Exercise> Each record must be reproduced exactly as it is shown.

Dataset excerpts on object pointing:
"""
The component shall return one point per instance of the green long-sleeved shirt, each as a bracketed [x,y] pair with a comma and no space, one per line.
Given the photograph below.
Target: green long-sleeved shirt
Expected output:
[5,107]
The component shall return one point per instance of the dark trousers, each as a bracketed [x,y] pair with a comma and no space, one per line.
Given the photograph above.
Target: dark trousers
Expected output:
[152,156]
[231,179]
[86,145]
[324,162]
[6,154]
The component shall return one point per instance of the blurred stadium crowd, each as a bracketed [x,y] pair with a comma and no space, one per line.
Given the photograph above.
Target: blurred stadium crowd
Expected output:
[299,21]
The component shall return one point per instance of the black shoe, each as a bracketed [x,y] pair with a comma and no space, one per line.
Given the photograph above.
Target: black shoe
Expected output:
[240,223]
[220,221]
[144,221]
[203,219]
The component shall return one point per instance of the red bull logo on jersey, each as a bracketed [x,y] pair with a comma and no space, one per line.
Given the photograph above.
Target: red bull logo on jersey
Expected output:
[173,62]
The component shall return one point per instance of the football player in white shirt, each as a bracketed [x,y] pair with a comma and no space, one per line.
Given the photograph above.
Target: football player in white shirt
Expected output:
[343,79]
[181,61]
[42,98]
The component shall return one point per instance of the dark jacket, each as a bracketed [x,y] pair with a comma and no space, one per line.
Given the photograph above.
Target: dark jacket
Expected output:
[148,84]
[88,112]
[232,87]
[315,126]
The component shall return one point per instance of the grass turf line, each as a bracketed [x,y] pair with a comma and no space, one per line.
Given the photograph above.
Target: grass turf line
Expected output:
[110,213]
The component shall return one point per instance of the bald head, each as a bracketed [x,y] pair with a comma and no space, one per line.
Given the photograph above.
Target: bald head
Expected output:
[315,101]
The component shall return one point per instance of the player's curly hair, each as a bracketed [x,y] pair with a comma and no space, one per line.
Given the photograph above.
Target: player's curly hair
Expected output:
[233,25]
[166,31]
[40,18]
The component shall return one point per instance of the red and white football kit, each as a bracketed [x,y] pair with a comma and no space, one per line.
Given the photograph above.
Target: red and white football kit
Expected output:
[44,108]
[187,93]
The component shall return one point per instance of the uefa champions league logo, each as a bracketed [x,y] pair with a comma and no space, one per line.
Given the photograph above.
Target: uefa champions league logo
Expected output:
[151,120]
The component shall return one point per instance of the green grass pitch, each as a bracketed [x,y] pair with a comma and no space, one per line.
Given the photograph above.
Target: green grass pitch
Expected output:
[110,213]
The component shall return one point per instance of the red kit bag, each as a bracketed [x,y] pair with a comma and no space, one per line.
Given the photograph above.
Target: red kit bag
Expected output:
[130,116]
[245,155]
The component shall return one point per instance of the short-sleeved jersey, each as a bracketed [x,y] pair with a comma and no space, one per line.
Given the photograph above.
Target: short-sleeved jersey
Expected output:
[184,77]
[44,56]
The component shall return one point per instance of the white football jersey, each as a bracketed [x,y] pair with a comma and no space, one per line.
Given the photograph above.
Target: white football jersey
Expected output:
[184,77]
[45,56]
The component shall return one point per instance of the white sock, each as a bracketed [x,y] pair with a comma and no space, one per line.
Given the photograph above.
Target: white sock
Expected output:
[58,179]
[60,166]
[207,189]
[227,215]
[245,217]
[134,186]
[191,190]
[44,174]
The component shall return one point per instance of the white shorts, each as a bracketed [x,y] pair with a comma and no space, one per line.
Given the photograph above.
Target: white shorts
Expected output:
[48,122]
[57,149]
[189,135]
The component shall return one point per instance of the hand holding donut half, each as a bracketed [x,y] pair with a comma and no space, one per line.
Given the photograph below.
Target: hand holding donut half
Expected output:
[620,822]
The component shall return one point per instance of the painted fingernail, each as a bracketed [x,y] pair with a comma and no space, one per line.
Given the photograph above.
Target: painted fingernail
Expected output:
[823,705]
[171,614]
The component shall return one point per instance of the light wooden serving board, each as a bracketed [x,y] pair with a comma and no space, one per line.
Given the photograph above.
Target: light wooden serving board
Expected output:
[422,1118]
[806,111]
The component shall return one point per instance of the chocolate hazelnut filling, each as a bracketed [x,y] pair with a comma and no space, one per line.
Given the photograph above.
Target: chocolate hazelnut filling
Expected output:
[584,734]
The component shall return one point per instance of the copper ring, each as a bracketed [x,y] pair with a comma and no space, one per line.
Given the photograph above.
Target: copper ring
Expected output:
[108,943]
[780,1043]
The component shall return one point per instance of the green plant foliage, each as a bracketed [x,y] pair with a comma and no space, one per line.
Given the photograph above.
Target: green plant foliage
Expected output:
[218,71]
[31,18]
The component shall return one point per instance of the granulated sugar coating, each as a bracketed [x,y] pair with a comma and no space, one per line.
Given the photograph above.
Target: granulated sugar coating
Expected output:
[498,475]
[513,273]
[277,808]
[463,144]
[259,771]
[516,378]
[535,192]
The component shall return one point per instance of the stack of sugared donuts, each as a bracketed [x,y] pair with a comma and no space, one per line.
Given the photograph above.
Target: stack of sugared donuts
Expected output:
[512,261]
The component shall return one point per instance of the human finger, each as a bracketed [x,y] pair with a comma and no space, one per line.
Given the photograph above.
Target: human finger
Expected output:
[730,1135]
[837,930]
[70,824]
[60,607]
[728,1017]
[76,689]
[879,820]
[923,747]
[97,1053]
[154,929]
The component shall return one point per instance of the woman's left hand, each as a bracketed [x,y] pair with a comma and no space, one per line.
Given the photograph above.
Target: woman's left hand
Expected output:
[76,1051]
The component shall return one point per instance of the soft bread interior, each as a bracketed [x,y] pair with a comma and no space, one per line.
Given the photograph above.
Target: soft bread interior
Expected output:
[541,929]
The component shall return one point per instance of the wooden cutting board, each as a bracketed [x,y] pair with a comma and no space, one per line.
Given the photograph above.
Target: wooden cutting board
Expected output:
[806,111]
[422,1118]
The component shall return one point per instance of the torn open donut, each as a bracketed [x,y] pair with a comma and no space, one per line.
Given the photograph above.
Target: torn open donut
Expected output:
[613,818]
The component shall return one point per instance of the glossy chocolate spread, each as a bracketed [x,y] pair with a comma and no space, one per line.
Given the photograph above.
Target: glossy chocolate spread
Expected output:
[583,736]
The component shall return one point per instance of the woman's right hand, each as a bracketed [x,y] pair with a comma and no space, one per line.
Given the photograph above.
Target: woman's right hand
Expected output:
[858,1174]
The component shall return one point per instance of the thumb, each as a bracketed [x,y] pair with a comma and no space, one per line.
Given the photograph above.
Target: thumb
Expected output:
"""
Result for this task>
The component shall return one point per instance of the green long-sleeved shirt, each as a bracketed [x,y] pair with a comma and no space, one per line.
Given the photograph below.
Target: green long-sleeved shirt
Expected output:
[5,107]
The component shall return one point per instance of the dark trousers, each as a bracketed [x,y] pair with a comma and no space, one per line.
Given the photograph above.
Target: dark trousers
Expected output:
[152,156]
[231,179]
[86,145]
[324,162]
[6,154]
The component shall return one point per instance of the blurred stadium crowd, each as a bracketed [x,y] pair with a comma and no space, one per line.
Given the photograph above.
Target: blurred stadium crowd
Expected output:
[299,21]
The component shall return one point per instance of the black shoe, each as a bracketed [x,y] pair with a comma and no space, one per line.
Given the photograph above.
Target: black shoe
Expected output:
[240,223]
[220,221]
[144,221]
[203,219]
The component shall return one point per instance of the red bull logo on jersey, each as a bracketed [x,y] pair with a comma and no space, one per line.
Given the photograph above.
Target: red bull logo on jersey
Expected output:
[173,62]
The component shall return one point per instance of the football player in white shirt, each as a bracketed [x,y] pair with a comma and no space, one per line.
Given the photograph above.
Target: football player in white shirt
Expected output:
[343,79]
[181,61]
[42,98]
The component shall return one point per instance of the dark jacket, each as a bracketed [x,y] pair with a comma and no space, one per line.
Given the photograph above.
Target: dark jacket
Expected output:
[148,84]
[88,112]
[232,87]
[315,126]
The component shall return one point per instance of the grass turf line, each as a bracketed [x,y] pair with a comma and no space, one per line.
Given the photograph above.
Target: grass turf line
Expected output:
[110,213]
The component shall return one point per instance of the bald head, each as a bracketed [x,y] pair with a comma and no space, one per line.
Given the photograph above.
Target: bald head
Expected output:
[315,101]
The component shall return one point per instance of the player's curly hair, each as a bracketed [x,y] pair with a comma and no space, one per line.
Given the photograph above.
Target: player's curly hair
Expected output:
[233,25]
[166,31]
[40,18]
The component shall return one point per instance of the red and white football kit, each as a bracketed [x,y] pair with a comma and no space, one per line.
Given the photograph above.
Target: red and white football kit
Expected output:
[44,108]
[187,93]
The component shall return one point per instance of the uefa champions league logo, each as a bracketed [x,y] pair with a comma and no space, one per line.
Given the photograph above.
Target: uefa champions league logo
Expected output:
[151,120]
The component shall return one point per instance of the green grass pitch, each as a bracketed [x,y] pair with a comma and no space, one per line.
Given the photograph above.
Target: green grass pitch
Expected output:
[110,213]
The component shall return one point per instance of the red kit bag, each as a bracketed [x,y] pair with a comma and no space, one per line.
Given the photograph above.
Target: red kit bag
Expected output:
[130,116]
[245,155]
The component shall return one point per instance of the short-sleeved jersey, each as a bracketed [x,y] pair with a comma and no space, one per line.
Given the photograph above.
Target: short-sleeved jersey
Expected output:
[184,77]
[44,56]
The component shall return one point per instance of the white football jersey, each as a bracketed [x,y] pair with a comma and no space, one per line.
Given the photograph above.
Target: white football jersey
Expected output:
[184,77]
[45,56]
The component shall return one point per instance of the white sock, each as a bracketed [x,y] pair with a comma and no space, one per line.
Given the photograph above.
Target: white sock
Expected output:
[58,179]
[60,166]
[207,189]
[227,215]
[245,217]
[134,186]
[191,190]
[44,174]
The component shall return one point per instance of the white shorts, each as a bracketed [x,y] pair with a comma and no space, one per line.
Given the photograph above.
Target: white shorts
Expected output:
[48,122]
[57,149]
[189,135]
The component shall return one point per instance of the hand holding donut half, each as a bracketed [x,y] pair with a comma and no space, one per line.
Given the photograph below.
Target: hand holding donut half
Expected output:
[620,822]
The component shall return one point per instance of the painted fingernail, each as a bracketed [x,y] pair with a comma and no space, one per line.
Given the photograph above.
Target: painted fingernail
Expected output:
[823,705]
[171,614]
The component shall return one point per instance of the light wooden serving board, each as a bracketed [x,y] pair with a comma and no space, one per line.
Given the photograph above.
Target: light wooden serving board
Expected output:
[422,1118]
[806,111]
The component shall return one point per instance of the chocolate hazelnut filling, each as a bracketed [x,y] pair with a comma and no space, one per line.
Given the photograph above.
Target: chocolate hazelnut filling
Expected output:
[584,734]
The component shall return one point per instance of the copper ring, each as a bracketed [x,y] pair with a comma and no space, one per line.
Given the photograph above.
Target: copper ring
Expected output:
[108,943]
[780,1043]
The component shall return one point per instance of the green plant foliage, each as a bracketed [x,y] pair with a comma and no space, one per line.
Given the photograph above.
Target: green plant foliage
Expected output:
[218,71]
[31,18]
The component shall return one point per instance of the granulated sugar coating, each as a bracketed [x,y] pair with a comma and no space, one per line.
Given the photograph above.
Target: granulated sugar coating
Expected output:
[498,475]
[513,273]
[277,808]
[463,144]
[259,771]
[516,378]
[535,192]
The component shall return one point per instance of the stack of sugared donuts, each as a bracketed [x,y] pair with a comma and no space, one per line.
Given the photograph above.
Target: stack of sugared donuts
Expected output:
[512,261]
The component shall return one point per instance of the human finger, each as a bracketed [x,y] pair with a comma and no space, one per line.
Given the photograph above.
Target: human finger
Expected output:
[730,1135]
[837,930]
[70,824]
[60,607]
[728,1017]
[76,689]
[879,820]
[923,747]
[97,1053]
[154,929]
The component shall return one point per instance of the woman's left hand, each as a bracketed [x,y] pair with a comma and no space, one per line.
Given the photograph above.
Target: woman's left hand
Expected output:
[76,1051]
The component shall return one point per instance of the soft bread interior, each as a bracketed [x,y] pair with a comma and no space, one per line.
Given the photograph above.
Target: soft bread interior
Expected output:
[541,929]
The component shall return one point per instance of the wooden cutting board, each as a bracketed [x,y] pair with a comma and no space, one per line.
Given the photograph above.
Target: wooden cutting board
Expected output:
[806,111]
[422,1118]
The component shall return one point per instance of the torn open donut, each as a bracketed [x,y] pair with a comma and no space, one per line.
Given the photograph above.
Target: torn open donut
Expected output:
[613,818]
The component shall return one point per instance of the glossy chocolate spread, each as a bracketed [x,y] pair with a comma and no space, one per line.
Given the photograph above.
Target: glossy chocolate spread
Expected output:
[583,736]
The component shall return one point per instance of the woman's right hand, each as a bracketed [x,y] pair with a comma and no space, one per line.
Given the photograph above.
Target: woman's right hand
Expected output:
[858,1174]
The component shall return one point per instance of the thumb, each as a bracketed [x,y] pair with a comma and no space, one per line.
Given the photograph above.
Target: thumb
Expected output:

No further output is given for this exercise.